** BEGIN Data for this exercise **

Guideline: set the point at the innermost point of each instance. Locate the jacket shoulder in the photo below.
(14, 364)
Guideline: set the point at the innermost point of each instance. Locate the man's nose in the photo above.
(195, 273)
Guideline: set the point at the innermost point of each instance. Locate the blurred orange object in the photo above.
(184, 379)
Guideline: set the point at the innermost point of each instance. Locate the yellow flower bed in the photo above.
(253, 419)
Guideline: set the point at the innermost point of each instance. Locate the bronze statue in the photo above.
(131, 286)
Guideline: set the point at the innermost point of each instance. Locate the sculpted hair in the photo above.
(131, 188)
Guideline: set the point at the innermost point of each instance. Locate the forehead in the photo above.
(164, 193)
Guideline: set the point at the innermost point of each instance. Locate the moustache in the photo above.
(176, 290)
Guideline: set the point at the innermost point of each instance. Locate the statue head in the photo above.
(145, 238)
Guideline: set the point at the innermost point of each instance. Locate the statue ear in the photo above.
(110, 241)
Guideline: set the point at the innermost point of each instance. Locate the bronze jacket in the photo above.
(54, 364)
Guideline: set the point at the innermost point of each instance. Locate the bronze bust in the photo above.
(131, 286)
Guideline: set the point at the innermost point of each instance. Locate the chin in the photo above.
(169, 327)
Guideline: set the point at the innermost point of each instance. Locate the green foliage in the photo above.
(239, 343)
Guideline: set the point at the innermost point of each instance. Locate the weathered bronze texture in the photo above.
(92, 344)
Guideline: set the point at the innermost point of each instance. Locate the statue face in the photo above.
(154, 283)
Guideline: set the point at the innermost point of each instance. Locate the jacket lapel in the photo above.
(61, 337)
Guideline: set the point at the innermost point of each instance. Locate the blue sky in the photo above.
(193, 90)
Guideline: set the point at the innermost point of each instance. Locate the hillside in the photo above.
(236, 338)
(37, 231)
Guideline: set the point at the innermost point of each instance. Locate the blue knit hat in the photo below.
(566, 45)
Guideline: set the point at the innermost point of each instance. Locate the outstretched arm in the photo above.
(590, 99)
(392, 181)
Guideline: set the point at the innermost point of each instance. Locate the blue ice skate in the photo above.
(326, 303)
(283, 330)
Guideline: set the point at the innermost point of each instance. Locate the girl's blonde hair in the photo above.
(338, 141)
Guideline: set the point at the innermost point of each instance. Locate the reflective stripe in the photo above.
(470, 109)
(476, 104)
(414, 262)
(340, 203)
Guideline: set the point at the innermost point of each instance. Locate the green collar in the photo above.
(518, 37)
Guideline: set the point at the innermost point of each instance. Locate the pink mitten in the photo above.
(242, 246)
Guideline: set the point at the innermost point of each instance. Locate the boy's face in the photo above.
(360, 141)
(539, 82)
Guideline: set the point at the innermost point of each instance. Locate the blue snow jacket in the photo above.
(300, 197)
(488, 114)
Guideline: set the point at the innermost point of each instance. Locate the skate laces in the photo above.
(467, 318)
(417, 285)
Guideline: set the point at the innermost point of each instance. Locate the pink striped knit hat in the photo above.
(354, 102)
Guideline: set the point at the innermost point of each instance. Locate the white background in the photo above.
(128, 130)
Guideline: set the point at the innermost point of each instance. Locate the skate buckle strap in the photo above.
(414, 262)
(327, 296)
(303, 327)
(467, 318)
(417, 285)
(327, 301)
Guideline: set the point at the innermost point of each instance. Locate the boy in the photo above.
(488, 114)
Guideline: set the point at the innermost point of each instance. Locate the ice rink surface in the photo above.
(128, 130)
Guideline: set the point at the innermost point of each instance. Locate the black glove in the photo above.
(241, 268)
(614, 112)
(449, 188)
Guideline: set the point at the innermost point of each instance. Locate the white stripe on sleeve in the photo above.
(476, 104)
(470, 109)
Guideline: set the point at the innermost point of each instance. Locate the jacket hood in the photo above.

** END Data for this exercise **

Reproduce every one of the records above, line for line, without altering any wording.

→ Full answer:
Guideline: set the point at the innermost point of each instance. Locate the jacket shoulder in the photo below.
(14, 364)
Guideline: set the point at the innermost point of each instance. Locate the man's nose in the photo above.
(195, 273)
Guideline: set the point at the innermost point of each instance. Locate the blurred orange object in the photo above.
(184, 379)
Guideline: set the point at the innermost point of each instance. Locate the yellow flower bed in the photo above.
(253, 419)
Guideline: set the point at the innermost point of each instance. Locate the bronze statue in the photo above.
(131, 286)
Guideline: set the point at the innermost point of each instance. Locate the sculpted hair in the photo above.
(131, 188)
Guideline: set the point at the innermost point of each instance. Locate the forehead in the photo above.
(164, 193)
Guideline: set the point at the innermost point of each instance. Locate the moustache in the photo above.
(176, 290)
Guideline: set the point at the innermost point of each instance. Locate the statue head in the photo above.
(145, 238)
Guideline: set the point at the innermost point of each instance. Locate the statue ear in the photo above.
(110, 241)
Guideline: set the point at the innermost point of each instance. Locate the bronze jacket in the photo above.
(54, 364)
Guideline: set the point at the innermost point of each instance. Locate the bronze bust in the photo above.
(131, 286)
Guideline: set the point at the innermost point of each instance. Locate the chin in the photo above.
(169, 327)
Guideline: set the point at the innermost point of each instance. Locate the green foliage in the photo above.
(239, 343)
Guideline: set the point at the innermost point of each instance. Locate the weathered bronze texture in the photo above.
(92, 344)
Guideline: set the point at the innermost point of each instance. Locate the statue face in the photo above.
(154, 283)
Guideline: set the point at the innermost point of each instance. Locate the jacket lapel in the photo above.
(61, 337)
Guideline: set the point at the innermost point of each instance. Locate the blue sky in the photo above.
(193, 90)
Guideline: set the point at the innermost point of each instance. Locate the hillside in the photo above.
(236, 338)
(37, 231)
Guideline: set the point at the innermost point of each instance. Locate the blue knit hat in the photo below.
(566, 45)
Guideline: set the point at the innermost point of each instance. Locate the outstretched arm in the photo above.
(590, 99)
(392, 181)
Guideline: set the point at the innermost point of each instance. Locate the blue ice skate in the photo above.
(326, 303)
(283, 330)
Guideline: set the point at the innermost point of each instance. Locate the girl's blonde hair in the photo above.
(338, 141)
Guideline: set the point at the innermost point of each instance. Locate the reflective stripe in the photo above.
(470, 109)
(476, 104)
(414, 262)
(340, 203)
Guideline: set the point at the innermost point of each instance. Locate the green collar in the photo above.
(518, 37)
Guideline: set the point at the innermost point of each instance. Locate the pink mitten in the photo above.
(242, 246)
Guideline: set the point at the innermost point of each instance. Locate the boy's face in the photo above.
(360, 141)
(539, 82)
Guideline: set the point at the innermost point of each instance. Locate the blue snow jacket in the photo above.
(300, 197)
(488, 114)
Guideline: set the point at the innermost point of each instance. Locate the skate laces in the photo above.
(467, 318)
(417, 285)
Guideline: set the point at the innermost point of each instance. Locate the pink striped knit hat in the photo above.
(354, 102)
Guideline: set the point at the innermost point of each instance. Locate the white background in the photo above.
(128, 130)
Guideline: set the point at the innermost point of each instance. Locate the skate buckle strap in the photo above.
(414, 262)
(327, 296)
(303, 327)
(467, 318)
(417, 285)
(327, 301)
Guideline: set the point at the innermost point of each instance. Locate the boy in the photo above.
(488, 114)
Guideline: set the point at the innermost point of each instance. Locate the ice rink surface in the photo above.
(128, 130)
Guideline: set the point at the innermost point of each instance. Locate the black glove in the photo above.
(241, 268)
(614, 112)
(449, 188)
Guideline: set the point at the innermost point of each instance. Locate the white stripe on sleeve in the photo above.
(476, 104)
(470, 109)
Guideline: set the point at the innermost point of each instance. Locate the jacket hood in the photo above.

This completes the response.